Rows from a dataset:
★ ★ ★
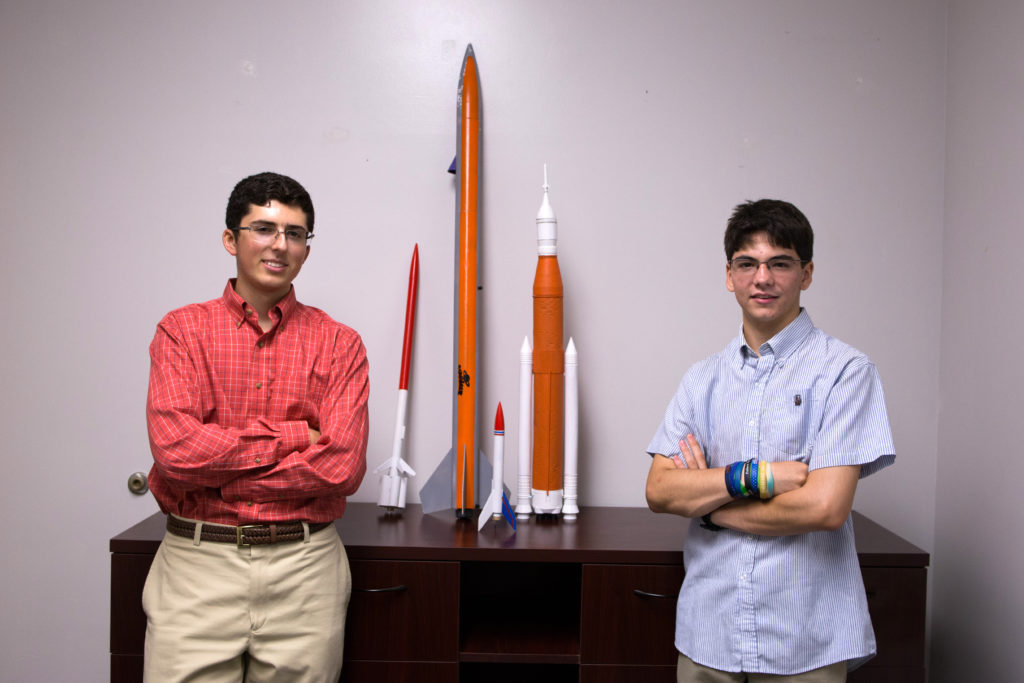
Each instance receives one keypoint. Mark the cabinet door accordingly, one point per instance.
(609, 674)
(402, 611)
(629, 613)
(896, 599)
(399, 672)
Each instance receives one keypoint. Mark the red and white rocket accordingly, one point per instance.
(395, 471)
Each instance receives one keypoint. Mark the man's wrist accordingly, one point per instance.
(707, 523)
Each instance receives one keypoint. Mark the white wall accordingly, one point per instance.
(126, 124)
(979, 558)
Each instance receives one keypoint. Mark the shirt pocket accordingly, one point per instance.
(786, 422)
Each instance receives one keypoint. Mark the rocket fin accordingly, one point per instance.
(438, 493)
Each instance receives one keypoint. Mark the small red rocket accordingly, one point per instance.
(395, 471)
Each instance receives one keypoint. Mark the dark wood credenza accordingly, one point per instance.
(590, 601)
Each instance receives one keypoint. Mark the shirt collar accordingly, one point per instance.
(238, 306)
(785, 342)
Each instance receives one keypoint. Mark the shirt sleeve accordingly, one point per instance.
(337, 463)
(854, 427)
(189, 452)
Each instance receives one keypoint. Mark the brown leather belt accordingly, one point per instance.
(247, 535)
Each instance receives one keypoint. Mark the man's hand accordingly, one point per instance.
(692, 456)
(788, 474)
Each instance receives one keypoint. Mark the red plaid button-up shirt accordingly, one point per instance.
(229, 404)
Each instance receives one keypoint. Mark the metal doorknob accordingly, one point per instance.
(137, 483)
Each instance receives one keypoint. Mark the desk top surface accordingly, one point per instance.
(634, 536)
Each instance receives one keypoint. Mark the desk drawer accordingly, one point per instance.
(629, 613)
(403, 611)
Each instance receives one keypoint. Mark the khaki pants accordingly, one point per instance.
(216, 612)
(688, 671)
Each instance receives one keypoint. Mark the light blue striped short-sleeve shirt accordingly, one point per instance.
(777, 604)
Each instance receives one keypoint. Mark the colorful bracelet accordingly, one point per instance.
(729, 483)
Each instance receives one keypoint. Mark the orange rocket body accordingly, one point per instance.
(549, 378)
(466, 319)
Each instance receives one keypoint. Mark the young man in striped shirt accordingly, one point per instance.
(762, 446)
(257, 417)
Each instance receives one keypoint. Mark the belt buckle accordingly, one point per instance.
(240, 534)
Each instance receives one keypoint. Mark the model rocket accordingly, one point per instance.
(497, 505)
(436, 494)
(395, 471)
(549, 365)
(523, 496)
(569, 507)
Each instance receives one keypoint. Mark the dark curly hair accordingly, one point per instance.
(784, 224)
(260, 189)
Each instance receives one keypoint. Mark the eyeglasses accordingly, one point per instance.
(267, 233)
(779, 265)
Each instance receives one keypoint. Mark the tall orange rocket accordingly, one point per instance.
(549, 365)
(467, 181)
(456, 476)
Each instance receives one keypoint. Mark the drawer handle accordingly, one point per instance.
(390, 589)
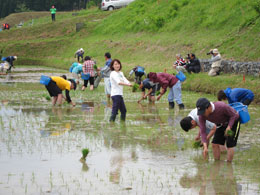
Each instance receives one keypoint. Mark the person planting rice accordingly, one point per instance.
(139, 72)
(76, 71)
(88, 68)
(226, 118)
(55, 87)
(245, 96)
(171, 81)
(152, 89)
(192, 121)
(117, 80)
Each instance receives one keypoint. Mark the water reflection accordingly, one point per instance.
(212, 178)
(58, 122)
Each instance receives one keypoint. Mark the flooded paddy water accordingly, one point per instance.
(40, 146)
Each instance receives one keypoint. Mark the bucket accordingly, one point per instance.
(242, 111)
(45, 80)
(85, 76)
(181, 76)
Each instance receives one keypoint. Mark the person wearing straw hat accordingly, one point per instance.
(216, 62)
(57, 85)
(79, 54)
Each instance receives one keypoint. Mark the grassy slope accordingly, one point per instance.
(145, 33)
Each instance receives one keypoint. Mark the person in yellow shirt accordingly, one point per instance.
(57, 85)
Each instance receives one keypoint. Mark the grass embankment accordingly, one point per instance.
(147, 34)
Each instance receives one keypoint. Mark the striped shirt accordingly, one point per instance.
(88, 67)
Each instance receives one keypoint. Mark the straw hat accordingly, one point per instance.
(215, 51)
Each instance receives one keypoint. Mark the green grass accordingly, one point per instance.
(148, 34)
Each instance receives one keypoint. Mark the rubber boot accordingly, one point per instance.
(181, 106)
(171, 105)
(122, 117)
(112, 118)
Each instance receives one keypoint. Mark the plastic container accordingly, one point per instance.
(85, 76)
(45, 80)
(181, 76)
(242, 111)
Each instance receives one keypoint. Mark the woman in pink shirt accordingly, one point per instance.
(88, 68)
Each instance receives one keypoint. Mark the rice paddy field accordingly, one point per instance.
(40, 145)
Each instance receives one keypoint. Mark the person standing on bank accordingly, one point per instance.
(57, 85)
(193, 64)
(226, 118)
(117, 80)
(79, 54)
(216, 62)
(168, 80)
(53, 12)
(105, 72)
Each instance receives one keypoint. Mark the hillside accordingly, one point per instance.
(144, 33)
(148, 33)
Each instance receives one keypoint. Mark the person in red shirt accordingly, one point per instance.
(88, 68)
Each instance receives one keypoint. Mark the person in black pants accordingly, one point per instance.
(193, 64)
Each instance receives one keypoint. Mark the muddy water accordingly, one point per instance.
(40, 148)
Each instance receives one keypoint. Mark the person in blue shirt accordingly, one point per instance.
(76, 71)
(139, 72)
(152, 89)
(242, 95)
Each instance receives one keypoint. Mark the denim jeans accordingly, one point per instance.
(175, 93)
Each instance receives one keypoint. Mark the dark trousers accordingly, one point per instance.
(118, 104)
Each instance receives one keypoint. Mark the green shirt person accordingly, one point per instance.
(53, 12)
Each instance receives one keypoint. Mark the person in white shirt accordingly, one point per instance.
(117, 80)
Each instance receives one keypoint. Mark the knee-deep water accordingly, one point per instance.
(40, 147)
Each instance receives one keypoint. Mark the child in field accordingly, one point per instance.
(152, 89)
(139, 72)
(244, 96)
(117, 80)
(88, 68)
(76, 71)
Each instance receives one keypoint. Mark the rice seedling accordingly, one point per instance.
(196, 144)
(84, 152)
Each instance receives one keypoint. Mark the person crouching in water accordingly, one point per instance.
(152, 89)
(226, 118)
(117, 80)
(57, 85)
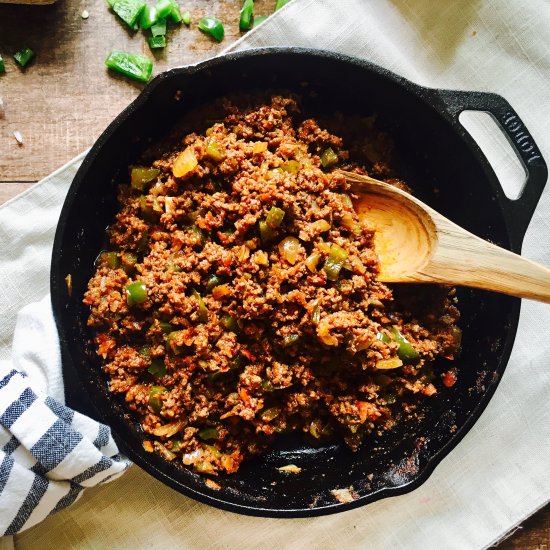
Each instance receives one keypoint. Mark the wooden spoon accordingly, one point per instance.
(418, 245)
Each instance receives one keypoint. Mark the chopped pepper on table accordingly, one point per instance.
(23, 56)
(131, 65)
(245, 21)
(129, 11)
(212, 26)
★ ★ ★
| Objective |
Rewrite all of the material above, switching "keypoint" to "marker" wherever it occurs and keeping every other line unchanged. Leave the pictures out of your version.

| Answer |
Each instance receives one marker. Mark the cabinet door accordingly, one point per instance.
(609, 674)
(402, 611)
(629, 613)
(896, 599)
(399, 672)
Each instance receives one marker. Mark the red and white rocket accordingly, one point per instance.
(395, 471)
Each instance receives one marker. Mark the man's wrist accordingly, one point per instance.
(707, 523)
Each instance receives one marker. Mark the white wall accordingly, one point per instance.
(126, 124)
(979, 558)
Each instance receives one marker. Mark the shirt pocket accordingly, one point per instance.
(786, 422)
Each instance receives one marker. Mark the rocket fin accordingly, one point per instance.
(438, 493)
Each instance receives one marker. Mark the small red rocket accordingly, one point per instance.
(395, 471)
Each instance receives one marker. Mark the dark wood credenza accordingly, one point per instance.
(590, 601)
Each instance receives one marker. Mark the shirt collar accordingly, one point per instance.
(238, 306)
(785, 342)
Each instance receives one marker. Mark the shirt sleeve accordingly, one point per instance.
(337, 463)
(854, 427)
(189, 452)
Each instance receives one marker. Mark the brown leather belt accordingly, one point per instance.
(247, 535)
Each instance receives one marker. Mark the man's hand accordingly, one point per instance.
(692, 456)
(788, 474)
Each instance receives one marker. Mark the red plaid button-up shirt accordingly, one point per instance.
(229, 404)
Each instance receives one marker. Mark the metal doorknob accordingly, one point per instance.
(137, 483)
Each instance receives one marker. Mark the desk top surface accordingly, one point per instance.
(634, 536)
Each instance receives one marker. Mark the desk drawer accordingly, one point per instance.
(629, 613)
(403, 611)
Each instance receives one marker. Mark the khaki pants accordingly, one point per instance.
(216, 612)
(688, 671)
Each instance receives one marker. Mark the light blue striped short-sleeve shirt accordingly, one point per instance.
(777, 604)
Each instance receives one marker. Mark the colorful bracelet accordingly, one point per instance.
(729, 483)
Each instance receives one marker. Mark the orange rocket body accordingly, one point per instance.
(549, 378)
(466, 319)
Each instance receives one marker. Mark the young man in striped shirt accordingly, one point per instance.
(762, 446)
(257, 417)
Each instance receives one marker. Mark the belt buckle accordingly, one point per instance.
(240, 534)
Each instance receives one marker. Mark the model rocket accordingly, one point per instance.
(497, 505)
(436, 494)
(395, 471)
(549, 365)
(523, 496)
(569, 507)
Each instance receives one marker. Mark the dark curly hair accordingly, one point per instance.
(784, 224)
(260, 189)
Each instance receives one marker. Mark the eyeglasses accordingly, one point per instance.
(267, 233)
(779, 265)
Each instance receives one marker. Mark the tall orange rocket accordingly, one point per instance.
(549, 365)
(467, 181)
(456, 476)
Each instance receives one marker. Mark the drawer handle accordingly, one point per instance.
(390, 589)
Each instance receives one marker. Mark the person planting rice accordingly, one point per instance.
(139, 72)
(76, 71)
(88, 68)
(226, 118)
(55, 87)
(245, 96)
(171, 81)
(152, 89)
(192, 121)
(117, 80)
Each instance receives one marker. Mark the water reflection accordingly, one point per instance.
(212, 178)
(58, 122)
Each instance receives one marker. Mark the flooded paddy water accordingly, one point per instance.
(40, 146)
Each instance receives one marker. Mark the bucket accordingly, one point per instance.
(242, 111)
(45, 80)
(85, 76)
(181, 76)
Each instance receives one marker. Mark the person wearing straw hat accordingly, one point per instance.
(216, 62)
(57, 85)
(79, 54)
Each instance receives one marker. Mark the grassy slope accordingly, one point per instance.
(145, 33)
Each instance receives one marker. Mark the person in yellow shirt accordingly, one point per instance.
(57, 85)
Each instance receives one marker. Mark the grass embankment accordingly, one point per instance.
(147, 34)
Each instance receives one marker. Mark the striped shirt accordingly, one point per instance.
(88, 67)
Each instance receives one marker. Mark the straw hat accordingly, one point per instance.
(215, 51)
Each instance receives one marker. Mark the green grass accordingly, one point per instance.
(148, 34)
Each instance receives one marker. Mark the rubber boot accordingly, one point per instance.
(181, 106)
(171, 105)
(122, 117)
(112, 118)
Each instance receives one marker. Mark the plastic container accordingly, one point per instance.
(85, 76)
(45, 80)
(181, 76)
(242, 111)
Each instance receives one marker. Mark the woman in pink shirt accordingly, one point per instance.
(88, 68)
Each instance receives one marker. Mark the rice paddy field accordingly, one point per instance.
(40, 145)
Each instance receives one marker. Mark the person standing on bank accordingly, one point per instance.
(57, 85)
(193, 64)
(226, 118)
(117, 80)
(79, 54)
(216, 62)
(168, 80)
(53, 12)
(105, 72)
Each instance receives one marker. Mark the hillside accordingly, one point per instance.
(144, 33)
(148, 33)
Each instance receives one marker. Mark the person in red shirt accordingly, one point per instance.
(88, 68)
Each instance receives one marker. Mark the person in black pants accordingly, one point per instance.
(193, 64)
Each instance receives one marker. Mark the muddy water accordingly, one point per instance.
(40, 148)
Each instance receives one marker. Mark the person in blue shirt accordingly, one point per instance.
(76, 71)
(139, 72)
(152, 89)
(242, 95)
Each instance receives one marker. Mark the denim jeans accordingly, one point per instance.
(175, 93)
Each instance receives one marker. Mark the dark trousers accordingly, one point per instance.
(118, 104)
Each instance receives one marker. Mark the green shirt person accordingly, one point per instance.
(53, 12)
Each instance receives one marker. Mark the person in white shirt accordingly, one point per instance.
(117, 80)
Each instance receives one marker. Mark the knee-deep water accordingly, one point per instance.
(40, 147)
Each instance receives one marker. Mark the child in field accordingly, one point per instance.
(152, 89)
(139, 72)
(244, 96)
(117, 80)
(88, 68)
(76, 71)
Each instance receives one marker. Mark the rice seedling accordingly, one point per instance.
(196, 144)
(84, 152)
Each instance receives one marker. Mark the person crouching in water accordingly, one point per instance.
(152, 89)
(226, 118)
(117, 80)
(57, 85)
Each instance receives one marker. Mark the wooden spoon accordingly, one point per instance.
(418, 245)
Each instance receives one marker. Mark the chopped pepper on table accordingly, one point per instance.
(23, 56)
(131, 65)
(245, 21)
(129, 11)
(212, 26)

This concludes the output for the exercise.